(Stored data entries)
--*--

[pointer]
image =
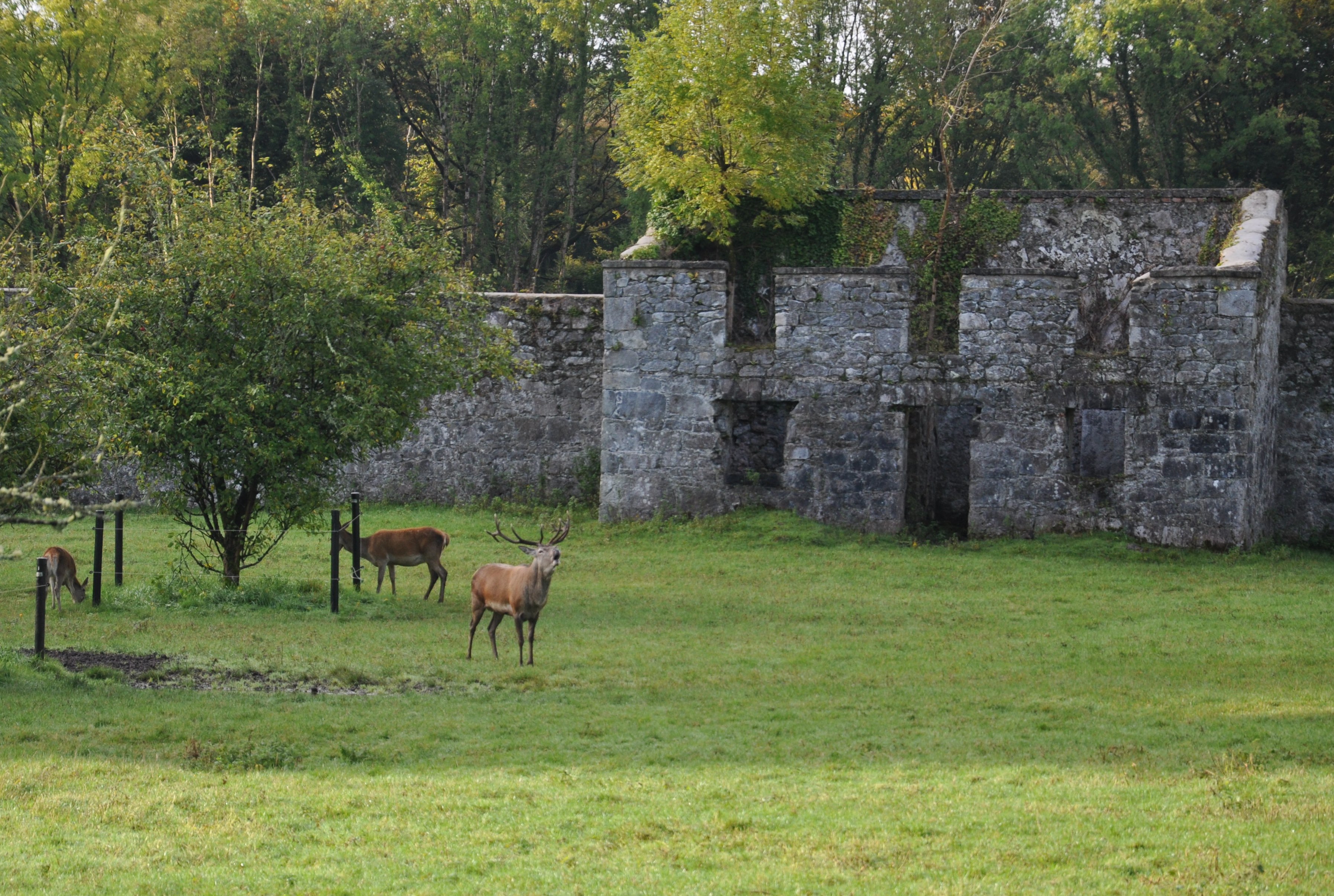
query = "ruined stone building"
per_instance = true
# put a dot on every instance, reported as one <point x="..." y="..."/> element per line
<point x="1129" y="362"/>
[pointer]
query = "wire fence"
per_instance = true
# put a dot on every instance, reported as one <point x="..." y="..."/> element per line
<point x="101" y="575"/>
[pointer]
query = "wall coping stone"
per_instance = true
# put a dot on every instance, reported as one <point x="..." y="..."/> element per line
<point x="665" y="263"/>
<point x="1114" y="195"/>
<point x="1201" y="271"/>
<point x="1020" y="272"/>
<point x="542" y="295"/>
<point x="873" y="268"/>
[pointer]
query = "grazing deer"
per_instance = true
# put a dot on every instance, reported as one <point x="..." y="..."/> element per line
<point x="61" y="569"/>
<point x="390" y="549"/>
<point x="515" y="591"/>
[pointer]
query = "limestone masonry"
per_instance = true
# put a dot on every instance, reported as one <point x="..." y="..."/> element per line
<point x="1128" y="363"/>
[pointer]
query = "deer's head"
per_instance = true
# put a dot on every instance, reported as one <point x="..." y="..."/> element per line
<point x="546" y="555"/>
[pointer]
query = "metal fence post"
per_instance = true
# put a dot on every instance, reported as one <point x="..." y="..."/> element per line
<point x="357" y="540"/>
<point x="120" y="543"/>
<point x="334" y="547"/>
<point x="39" y="637"/>
<point x="98" y="528"/>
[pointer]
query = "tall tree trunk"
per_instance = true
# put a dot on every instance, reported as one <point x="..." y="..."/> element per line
<point x="259" y="83"/>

--*--

= Task statement =
Search the entries for the word "query", then list each line that holds it.

= Answer box =
query = "ruined stone building"
query = "wire fence"
query = "wall coping stone"
query = "grazing deer"
query = "limestone masonry"
query = "deer's head"
query = "metal fence post"
query = "tall tree trunk"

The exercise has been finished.